Brief. Retype the material that follows, keeping every word as it is.
— Start Data rows —
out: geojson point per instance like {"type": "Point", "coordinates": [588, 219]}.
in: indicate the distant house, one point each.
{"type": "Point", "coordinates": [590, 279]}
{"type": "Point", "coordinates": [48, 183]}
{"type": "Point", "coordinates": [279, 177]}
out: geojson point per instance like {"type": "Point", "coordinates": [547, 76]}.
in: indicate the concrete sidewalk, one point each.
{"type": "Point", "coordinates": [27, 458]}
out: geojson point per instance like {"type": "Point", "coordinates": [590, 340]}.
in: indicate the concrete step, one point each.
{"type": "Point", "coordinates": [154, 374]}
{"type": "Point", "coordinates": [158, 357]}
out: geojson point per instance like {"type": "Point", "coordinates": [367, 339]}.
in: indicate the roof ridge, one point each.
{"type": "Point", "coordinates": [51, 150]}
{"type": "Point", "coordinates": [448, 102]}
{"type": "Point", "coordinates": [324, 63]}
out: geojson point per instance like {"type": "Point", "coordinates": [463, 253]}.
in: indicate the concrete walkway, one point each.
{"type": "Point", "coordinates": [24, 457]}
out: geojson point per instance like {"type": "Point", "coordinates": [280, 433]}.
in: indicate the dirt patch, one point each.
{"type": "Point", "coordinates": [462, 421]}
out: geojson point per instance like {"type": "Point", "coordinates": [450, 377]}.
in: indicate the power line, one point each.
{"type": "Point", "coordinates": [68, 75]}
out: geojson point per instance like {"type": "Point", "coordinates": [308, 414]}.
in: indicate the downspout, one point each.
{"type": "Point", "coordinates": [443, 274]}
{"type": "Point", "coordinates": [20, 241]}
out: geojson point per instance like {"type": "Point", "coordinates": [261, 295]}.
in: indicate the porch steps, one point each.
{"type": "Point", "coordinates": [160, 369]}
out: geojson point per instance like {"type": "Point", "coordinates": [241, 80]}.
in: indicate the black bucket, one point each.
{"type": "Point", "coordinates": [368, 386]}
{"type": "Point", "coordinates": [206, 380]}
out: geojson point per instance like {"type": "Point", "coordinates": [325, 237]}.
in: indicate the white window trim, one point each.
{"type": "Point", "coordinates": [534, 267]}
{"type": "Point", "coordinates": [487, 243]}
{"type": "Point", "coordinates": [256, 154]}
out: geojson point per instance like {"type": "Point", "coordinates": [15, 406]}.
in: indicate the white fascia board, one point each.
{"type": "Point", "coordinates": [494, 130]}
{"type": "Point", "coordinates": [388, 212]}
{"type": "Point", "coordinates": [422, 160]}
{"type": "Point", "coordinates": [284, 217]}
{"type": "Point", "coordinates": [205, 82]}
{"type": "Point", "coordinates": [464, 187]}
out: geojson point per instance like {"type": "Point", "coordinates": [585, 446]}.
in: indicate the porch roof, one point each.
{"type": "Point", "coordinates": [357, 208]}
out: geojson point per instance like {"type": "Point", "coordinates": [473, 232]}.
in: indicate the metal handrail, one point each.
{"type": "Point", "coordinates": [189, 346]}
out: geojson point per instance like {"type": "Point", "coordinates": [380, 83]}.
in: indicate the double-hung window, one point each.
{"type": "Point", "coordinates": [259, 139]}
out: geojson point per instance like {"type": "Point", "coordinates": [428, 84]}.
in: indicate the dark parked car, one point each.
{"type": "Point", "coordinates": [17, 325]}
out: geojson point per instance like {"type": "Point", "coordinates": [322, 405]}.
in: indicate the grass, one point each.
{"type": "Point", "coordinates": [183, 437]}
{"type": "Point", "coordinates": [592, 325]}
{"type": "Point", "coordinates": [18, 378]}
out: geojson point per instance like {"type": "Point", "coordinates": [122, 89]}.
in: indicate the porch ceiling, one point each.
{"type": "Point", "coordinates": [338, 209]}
— End Data rows —
Final answer.
out: geojson point per instance like {"type": "Point", "coordinates": [588, 219]}.
in: indicate the distant house, one point each.
{"type": "Point", "coordinates": [590, 279]}
{"type": "Point", "coordinates": [48, 183]}
{"type": "Point", "coordinates": [279, 177]}
out: geojson point per instance like {"type": "Point", "coordinates": [547, 76]}.
in: indicate the concrete sidewalk, one point each.
{"type": "Point", "coordinates": [27, 458]}
out: geojson point per instance like {"type": "Point", "coordinates": [590, 340]}.
in: indicate the concrete step, one point each.
{"type": "Point", "coordinates": [154, 374]}
{"type": "Point", "coordinates": [158, 357]}
out: geojson point per instance like {"type": "Point", "coordinates": [367, 339]}.
in: indicate the roof ridge, one point each.
{"type": "Point", "coordinates": [51, 150]}
{"type": "Point", "coordinates": [448, 102]}
{"type": "Point", "coordinates": [324, 63]}
out: geojson point per instance like {"type": "Point", "coordinates": [463, 253]}.
in: indicate the concrete walkway, one point each.
{"type": "Point", "coordinates": [24, 457]}
out: geojson point per instance like {"type": "Point", "coordinates": [280, 433]}.
in: indicate the dirt patch, one point each.
{"type": "Point", "coordinates": [462, 421]}
out: geojson point per instance like {"type": "Point", "coordinates": [450, 377]}.
in: indicate the power line, one point each.
{"type": "Point", "coordinates": [68, 75]}
out: geojson point per instance like {"type": "Point", "coordinates": [308, 414]}.
in: indicate the downspout, one point each.
{"type": "Point", "coordinates": [443, 274]}
{"type": "Point", "coordinates": [20, 241]}
out: geojson point per instance like {"type": "Point", "coordinates": [261, 295]}.
in: indicate the porch steps, one point each.
{"type": "Point", "coordinates": [160, 369]}
out: geojson point per instance like {"type": "Point", "coordinates": [241, 80]}.
in: indicate the black bucket, one point each.
{"type": "Point", "coordinates": [368, 386]}
{"type": "Point", "coordinates": [206, 380]}
out: geojson point per instance like {"type": "Point", "coordinates": [325, 237]}.
in: indicate the white window trim, one point each.
{"type": "Point", "coordinates": [534, 267]}
{"type": "Point", "coordinates": [487, 243]}
{"type": "Point", "coordinates": [256, 154]}
out: geojson point per instance like {"type": "Point", "coordinates": [15, 406]}.
in: indicate the white fascia board, one point each.
{"type": "Point", "coordinates": [494, 130]}
{"type": "Point", "coordinates": [388, 212]}
{"type": "Point", "coordinates": [422, 160]}
{"type": "Point", "coordinates": [284, 217]}
{"type": "Point", "coordinates": [205, 82]}
{"type": "Point", "coordinates": [464, 187]}
out: geojson point per instance like {"type": "Point", "coordinates": [585, 446]}.
in: indicate the porch roof, one point each.
{"type": "Point", "coordinates": [357, 208]}
out: geojson point per instance like {"type": "Point", "coordinates": [473, 232]}.
in: indicate the metal handrail, one point each.
{"type": "Point", "coordinates": [189, 346]}
out: geojson point per instance like {"type": "Point", "coordinates": [380, 83]}.
in: indicate the double-hung window, one point each.
{"type": "Point", "coordinates": [259, 139]}
out: geojson point per instance like {"type": "Point", "coordinates": [428, 84]}.
in: indicate the dark parked car, one point each.
{"type": "Point", "coordinates": [17, 325]}
out: geojson point per instance like {"type": "Point", "coordinates": [322, 405]}.
in: indicate the grass, one point each.
{"type": "Point", "coordinates": [183, 437]}
{"type": "Point", "coordinates": [592, 325]}
{"type": "Point", "coordinates": [18, 378]}
out: geojson point per instance like {"type": "Point", "coordinates": [122, 89]}.
in: indicate the porch ceiling, one point each.
{"type": "Point", "coordinates": [338, 209]}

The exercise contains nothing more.